- [Work to do]:
Locate each line below that contains the string "frame", and copy every such line.

Start of Stored records

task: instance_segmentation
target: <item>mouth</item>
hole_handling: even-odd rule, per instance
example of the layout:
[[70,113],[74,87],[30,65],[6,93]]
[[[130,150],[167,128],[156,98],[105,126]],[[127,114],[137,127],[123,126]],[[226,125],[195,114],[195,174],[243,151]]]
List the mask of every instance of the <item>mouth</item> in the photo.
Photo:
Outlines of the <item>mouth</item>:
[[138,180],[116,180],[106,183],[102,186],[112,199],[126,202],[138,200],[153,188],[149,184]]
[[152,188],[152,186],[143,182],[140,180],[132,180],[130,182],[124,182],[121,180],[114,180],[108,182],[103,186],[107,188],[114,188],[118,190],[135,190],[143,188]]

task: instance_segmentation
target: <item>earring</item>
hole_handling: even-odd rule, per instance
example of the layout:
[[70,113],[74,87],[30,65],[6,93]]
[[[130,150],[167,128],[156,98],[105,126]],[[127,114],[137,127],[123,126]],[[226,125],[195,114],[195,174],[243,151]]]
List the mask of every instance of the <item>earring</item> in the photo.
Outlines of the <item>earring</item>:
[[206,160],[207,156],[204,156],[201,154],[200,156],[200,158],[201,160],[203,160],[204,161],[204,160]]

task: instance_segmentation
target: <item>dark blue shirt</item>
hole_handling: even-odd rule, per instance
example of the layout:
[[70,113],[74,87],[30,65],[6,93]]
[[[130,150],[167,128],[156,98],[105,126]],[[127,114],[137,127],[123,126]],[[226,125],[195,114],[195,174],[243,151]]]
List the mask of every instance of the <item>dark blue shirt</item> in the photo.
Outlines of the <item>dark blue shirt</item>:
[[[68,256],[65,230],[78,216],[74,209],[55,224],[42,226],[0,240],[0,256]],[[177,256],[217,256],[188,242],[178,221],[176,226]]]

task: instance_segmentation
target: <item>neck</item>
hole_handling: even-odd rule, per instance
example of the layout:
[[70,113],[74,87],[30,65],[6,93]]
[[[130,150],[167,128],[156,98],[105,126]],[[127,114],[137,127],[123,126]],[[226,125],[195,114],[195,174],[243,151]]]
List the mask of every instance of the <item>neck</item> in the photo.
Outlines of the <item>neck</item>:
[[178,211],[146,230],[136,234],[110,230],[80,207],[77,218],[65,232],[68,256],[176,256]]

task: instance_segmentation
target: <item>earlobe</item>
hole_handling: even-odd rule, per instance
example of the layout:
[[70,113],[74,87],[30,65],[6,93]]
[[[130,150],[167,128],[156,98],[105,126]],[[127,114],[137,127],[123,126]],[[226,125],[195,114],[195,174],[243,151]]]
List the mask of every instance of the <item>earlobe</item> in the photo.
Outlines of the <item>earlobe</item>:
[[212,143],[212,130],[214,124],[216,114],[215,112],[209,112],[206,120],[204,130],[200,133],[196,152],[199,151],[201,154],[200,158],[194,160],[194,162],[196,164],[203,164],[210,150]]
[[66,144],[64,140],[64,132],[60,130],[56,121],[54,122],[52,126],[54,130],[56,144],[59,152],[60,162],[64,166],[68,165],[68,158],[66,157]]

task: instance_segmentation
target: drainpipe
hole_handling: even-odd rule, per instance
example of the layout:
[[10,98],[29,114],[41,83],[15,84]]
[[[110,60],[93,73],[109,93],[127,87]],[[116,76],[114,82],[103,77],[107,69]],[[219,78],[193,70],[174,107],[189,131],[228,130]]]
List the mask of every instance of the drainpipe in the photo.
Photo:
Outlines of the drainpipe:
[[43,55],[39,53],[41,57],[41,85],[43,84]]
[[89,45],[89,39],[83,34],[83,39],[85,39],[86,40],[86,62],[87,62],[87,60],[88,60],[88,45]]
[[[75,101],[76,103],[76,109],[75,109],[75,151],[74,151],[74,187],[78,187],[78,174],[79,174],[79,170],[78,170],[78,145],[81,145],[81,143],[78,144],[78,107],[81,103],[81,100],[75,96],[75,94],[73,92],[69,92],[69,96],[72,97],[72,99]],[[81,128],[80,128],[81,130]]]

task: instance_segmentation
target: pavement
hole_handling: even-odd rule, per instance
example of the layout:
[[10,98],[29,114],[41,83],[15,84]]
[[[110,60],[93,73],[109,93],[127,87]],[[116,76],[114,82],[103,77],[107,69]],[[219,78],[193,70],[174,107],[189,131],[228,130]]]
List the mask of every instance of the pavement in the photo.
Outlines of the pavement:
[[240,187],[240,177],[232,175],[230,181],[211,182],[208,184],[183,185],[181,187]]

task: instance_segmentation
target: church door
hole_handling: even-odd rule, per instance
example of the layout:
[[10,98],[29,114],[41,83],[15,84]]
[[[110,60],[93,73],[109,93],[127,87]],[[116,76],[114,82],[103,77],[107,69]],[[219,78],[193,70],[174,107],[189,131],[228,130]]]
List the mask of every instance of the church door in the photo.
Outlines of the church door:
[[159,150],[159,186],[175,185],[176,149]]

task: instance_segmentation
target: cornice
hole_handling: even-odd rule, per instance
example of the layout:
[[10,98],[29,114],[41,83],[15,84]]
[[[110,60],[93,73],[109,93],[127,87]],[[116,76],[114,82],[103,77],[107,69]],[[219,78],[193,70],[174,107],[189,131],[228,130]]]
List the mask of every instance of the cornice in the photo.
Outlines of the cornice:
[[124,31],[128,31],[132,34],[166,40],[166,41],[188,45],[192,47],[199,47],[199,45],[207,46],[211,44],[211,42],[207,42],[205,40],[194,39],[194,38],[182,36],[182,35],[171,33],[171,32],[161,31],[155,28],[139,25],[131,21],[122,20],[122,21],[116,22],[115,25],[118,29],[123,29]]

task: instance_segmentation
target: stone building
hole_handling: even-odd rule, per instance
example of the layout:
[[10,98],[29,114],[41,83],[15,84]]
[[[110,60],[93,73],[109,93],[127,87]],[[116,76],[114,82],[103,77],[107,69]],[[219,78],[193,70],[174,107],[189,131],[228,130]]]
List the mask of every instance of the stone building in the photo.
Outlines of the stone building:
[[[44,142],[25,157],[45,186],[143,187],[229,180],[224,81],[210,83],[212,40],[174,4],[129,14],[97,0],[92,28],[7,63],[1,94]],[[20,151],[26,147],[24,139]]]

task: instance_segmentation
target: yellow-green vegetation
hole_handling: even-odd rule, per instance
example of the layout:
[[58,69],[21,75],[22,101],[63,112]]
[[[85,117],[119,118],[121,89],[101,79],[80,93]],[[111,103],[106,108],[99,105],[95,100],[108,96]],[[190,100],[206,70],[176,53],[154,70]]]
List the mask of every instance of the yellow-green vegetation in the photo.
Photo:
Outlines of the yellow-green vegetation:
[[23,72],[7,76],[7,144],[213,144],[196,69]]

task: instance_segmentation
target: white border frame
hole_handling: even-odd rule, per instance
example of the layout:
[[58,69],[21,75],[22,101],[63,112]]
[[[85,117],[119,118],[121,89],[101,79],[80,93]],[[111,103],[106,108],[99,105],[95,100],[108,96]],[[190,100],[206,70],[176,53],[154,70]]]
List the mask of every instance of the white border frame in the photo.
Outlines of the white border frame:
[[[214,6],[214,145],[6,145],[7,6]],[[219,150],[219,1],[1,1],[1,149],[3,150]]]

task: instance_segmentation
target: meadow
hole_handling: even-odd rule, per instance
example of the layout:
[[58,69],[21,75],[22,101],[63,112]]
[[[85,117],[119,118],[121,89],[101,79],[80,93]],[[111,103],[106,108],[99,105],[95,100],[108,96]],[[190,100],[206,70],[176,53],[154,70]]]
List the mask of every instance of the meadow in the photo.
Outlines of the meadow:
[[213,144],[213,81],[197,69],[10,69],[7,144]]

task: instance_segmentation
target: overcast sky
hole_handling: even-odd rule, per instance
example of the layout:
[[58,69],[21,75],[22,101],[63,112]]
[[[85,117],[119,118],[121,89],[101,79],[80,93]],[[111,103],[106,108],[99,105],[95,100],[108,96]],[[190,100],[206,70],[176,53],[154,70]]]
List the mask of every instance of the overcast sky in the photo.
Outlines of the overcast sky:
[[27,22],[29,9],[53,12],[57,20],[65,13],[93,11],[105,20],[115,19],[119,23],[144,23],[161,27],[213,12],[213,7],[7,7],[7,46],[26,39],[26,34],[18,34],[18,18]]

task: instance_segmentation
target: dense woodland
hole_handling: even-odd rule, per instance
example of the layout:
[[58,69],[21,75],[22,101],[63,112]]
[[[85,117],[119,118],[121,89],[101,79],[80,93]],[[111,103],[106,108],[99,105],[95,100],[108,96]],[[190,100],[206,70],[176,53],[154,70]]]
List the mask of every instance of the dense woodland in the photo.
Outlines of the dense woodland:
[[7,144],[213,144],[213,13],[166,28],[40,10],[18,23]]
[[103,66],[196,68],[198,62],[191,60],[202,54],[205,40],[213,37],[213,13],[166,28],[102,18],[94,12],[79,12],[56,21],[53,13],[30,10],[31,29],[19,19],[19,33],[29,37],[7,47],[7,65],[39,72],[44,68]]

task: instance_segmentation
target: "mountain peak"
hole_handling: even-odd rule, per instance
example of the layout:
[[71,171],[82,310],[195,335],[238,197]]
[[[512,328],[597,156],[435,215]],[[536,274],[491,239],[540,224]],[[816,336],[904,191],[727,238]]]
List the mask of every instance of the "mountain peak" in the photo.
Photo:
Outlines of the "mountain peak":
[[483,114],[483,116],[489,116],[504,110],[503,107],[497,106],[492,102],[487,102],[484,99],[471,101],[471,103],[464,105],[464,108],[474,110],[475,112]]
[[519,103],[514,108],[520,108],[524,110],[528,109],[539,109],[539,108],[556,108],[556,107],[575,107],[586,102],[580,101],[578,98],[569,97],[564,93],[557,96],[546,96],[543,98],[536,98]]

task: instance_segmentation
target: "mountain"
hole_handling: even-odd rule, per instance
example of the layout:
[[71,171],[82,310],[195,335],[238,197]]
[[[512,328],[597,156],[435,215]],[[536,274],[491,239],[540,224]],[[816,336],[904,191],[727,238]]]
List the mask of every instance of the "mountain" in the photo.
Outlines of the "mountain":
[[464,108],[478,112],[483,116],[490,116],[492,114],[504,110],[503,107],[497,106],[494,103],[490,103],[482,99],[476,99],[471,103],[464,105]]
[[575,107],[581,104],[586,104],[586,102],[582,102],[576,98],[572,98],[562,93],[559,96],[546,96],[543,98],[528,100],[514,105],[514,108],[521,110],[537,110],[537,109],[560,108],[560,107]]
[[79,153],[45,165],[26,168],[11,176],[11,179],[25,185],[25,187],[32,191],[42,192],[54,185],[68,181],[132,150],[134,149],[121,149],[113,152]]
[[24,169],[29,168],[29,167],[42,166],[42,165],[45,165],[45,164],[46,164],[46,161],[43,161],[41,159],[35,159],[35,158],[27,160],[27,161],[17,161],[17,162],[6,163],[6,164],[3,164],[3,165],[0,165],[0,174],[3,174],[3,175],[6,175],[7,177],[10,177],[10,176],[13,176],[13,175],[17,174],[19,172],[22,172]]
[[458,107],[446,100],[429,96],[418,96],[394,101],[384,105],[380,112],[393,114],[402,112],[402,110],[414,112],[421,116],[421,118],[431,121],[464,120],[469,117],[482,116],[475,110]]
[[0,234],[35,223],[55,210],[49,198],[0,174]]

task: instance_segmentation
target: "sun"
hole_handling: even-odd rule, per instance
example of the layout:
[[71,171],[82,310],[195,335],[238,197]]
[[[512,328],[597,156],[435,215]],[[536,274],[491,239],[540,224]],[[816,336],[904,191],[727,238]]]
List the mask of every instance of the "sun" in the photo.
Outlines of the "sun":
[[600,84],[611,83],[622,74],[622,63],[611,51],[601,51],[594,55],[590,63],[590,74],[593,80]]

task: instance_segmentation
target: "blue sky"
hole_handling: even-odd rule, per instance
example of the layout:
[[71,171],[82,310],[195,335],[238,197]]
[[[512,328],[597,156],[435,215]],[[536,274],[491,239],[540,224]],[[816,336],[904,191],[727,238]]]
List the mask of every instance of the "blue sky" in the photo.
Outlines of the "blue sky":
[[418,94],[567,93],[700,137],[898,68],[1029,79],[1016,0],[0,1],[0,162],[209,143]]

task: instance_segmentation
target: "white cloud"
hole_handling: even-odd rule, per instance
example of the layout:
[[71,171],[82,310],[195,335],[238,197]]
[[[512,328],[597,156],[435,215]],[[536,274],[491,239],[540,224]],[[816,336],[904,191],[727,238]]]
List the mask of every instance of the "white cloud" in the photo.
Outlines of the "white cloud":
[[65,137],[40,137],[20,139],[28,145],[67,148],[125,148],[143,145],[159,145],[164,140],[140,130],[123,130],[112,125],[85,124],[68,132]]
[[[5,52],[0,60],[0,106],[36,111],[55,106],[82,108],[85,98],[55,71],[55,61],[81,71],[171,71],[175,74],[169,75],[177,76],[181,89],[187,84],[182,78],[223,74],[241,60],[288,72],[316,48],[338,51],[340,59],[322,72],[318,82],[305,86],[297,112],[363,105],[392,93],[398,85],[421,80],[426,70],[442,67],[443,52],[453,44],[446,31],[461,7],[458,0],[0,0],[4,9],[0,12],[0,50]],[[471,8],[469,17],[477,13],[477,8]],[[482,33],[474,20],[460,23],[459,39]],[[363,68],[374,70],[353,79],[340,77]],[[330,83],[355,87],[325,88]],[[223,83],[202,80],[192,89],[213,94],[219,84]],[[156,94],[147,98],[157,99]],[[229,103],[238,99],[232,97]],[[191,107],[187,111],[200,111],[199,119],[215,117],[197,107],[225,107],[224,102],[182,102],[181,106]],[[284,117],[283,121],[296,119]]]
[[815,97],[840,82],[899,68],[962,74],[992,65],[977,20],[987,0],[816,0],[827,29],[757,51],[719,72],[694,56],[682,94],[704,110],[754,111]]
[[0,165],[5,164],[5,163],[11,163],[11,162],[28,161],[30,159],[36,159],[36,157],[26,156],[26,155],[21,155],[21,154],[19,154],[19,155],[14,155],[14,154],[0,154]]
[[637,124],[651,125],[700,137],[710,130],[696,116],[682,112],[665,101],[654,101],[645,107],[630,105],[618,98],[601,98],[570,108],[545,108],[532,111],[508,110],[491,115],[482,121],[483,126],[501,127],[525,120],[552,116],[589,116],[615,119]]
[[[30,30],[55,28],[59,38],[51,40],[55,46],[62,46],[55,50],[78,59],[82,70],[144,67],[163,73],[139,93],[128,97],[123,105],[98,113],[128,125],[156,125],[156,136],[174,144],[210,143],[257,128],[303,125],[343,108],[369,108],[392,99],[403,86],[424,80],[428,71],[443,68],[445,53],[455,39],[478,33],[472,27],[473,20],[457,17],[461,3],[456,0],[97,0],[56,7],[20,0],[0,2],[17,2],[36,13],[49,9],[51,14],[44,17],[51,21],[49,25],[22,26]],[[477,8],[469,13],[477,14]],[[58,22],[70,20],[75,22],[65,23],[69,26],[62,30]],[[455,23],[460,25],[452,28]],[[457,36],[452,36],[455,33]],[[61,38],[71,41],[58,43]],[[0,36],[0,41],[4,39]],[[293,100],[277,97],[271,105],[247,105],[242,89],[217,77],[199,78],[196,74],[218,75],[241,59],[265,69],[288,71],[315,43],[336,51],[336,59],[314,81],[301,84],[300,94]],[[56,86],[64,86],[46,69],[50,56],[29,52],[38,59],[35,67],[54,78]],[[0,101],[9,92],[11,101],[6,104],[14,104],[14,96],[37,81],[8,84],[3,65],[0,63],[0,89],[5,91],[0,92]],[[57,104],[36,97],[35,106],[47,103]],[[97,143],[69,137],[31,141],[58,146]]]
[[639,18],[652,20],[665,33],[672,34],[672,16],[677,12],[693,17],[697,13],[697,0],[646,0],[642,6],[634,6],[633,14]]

End of Stored records

- [Output for this task]:
target: white border frame
List the mask of every instance of the white border frame in the photo.
Outlines of the white border frame:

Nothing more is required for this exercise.